Exercise set:
A) How many lines of the records contain the string "green", matching case exactly? Give only the number.
B) Carry on the LinkedIn advice for product managers from the point where it stops.

━━━━━ Document extract ━━━━━

What should a product manager post on LinkedIn?

Post decision stories: how you prioritized between competing bets, what discovery revealed that changed the plan, and post-mortems on features that missed. The PM job is invisible judgment, so making your reasoning public is the only way to demonstrate it. Avoid framework regurgitation, which the feed is saturated with; a real anecdote about navigating a stakeholder conflict teaches more and travels further than another RICE explainer.

How often should a product manager post on LinkedIn?

Two to three times per week is realistic alongside a PM workload. Source material from your existing artifacts: a PRD trade-off becomes a post, a user interview insight becomes another, a retro lesson a third. Anonymize product specifics if needed; the reasoning is what readers want. PMs who post consistently report better inbound recruiter quality within a quarter, since hiring managers can see judgment they would otherwise have to probe for in interviews.

━━━━━ Entries provided ━━━━━

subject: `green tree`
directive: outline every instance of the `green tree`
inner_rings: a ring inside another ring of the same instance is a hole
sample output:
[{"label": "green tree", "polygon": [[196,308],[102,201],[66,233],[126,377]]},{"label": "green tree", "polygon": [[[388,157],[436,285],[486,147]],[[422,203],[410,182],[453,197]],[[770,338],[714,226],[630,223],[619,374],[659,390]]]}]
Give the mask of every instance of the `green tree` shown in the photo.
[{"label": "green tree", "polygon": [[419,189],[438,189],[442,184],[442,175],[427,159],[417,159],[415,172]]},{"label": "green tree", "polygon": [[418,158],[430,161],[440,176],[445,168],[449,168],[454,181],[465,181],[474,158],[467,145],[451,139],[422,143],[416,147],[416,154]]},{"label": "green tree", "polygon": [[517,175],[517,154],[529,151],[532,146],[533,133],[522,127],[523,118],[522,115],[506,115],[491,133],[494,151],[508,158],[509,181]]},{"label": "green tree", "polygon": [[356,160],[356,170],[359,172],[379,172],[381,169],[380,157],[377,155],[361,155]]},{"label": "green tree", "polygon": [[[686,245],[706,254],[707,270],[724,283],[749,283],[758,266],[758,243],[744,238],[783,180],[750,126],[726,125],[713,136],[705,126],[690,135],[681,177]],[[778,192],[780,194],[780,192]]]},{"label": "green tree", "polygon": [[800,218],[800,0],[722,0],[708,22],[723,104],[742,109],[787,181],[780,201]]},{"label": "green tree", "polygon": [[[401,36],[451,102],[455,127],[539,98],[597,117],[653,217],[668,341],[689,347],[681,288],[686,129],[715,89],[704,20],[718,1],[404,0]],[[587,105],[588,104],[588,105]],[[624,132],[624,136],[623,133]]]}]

━━━━━

Replies:
A) 5

B)
Does LinkedIn presence matter for product management careers?

Increasingly, yes. PM hiring is moving toward evidence of thinking, and a public record of decision stories and post-mortems functions as a portfolio in a role that otherwise has none. Senior PM and director offers often follow months of visible writing. It also compounds inside your company: stakeholders who read your posts grant more roadmap trust. Start with one honest post-mortem; it will outperform any list of frameworks you could share.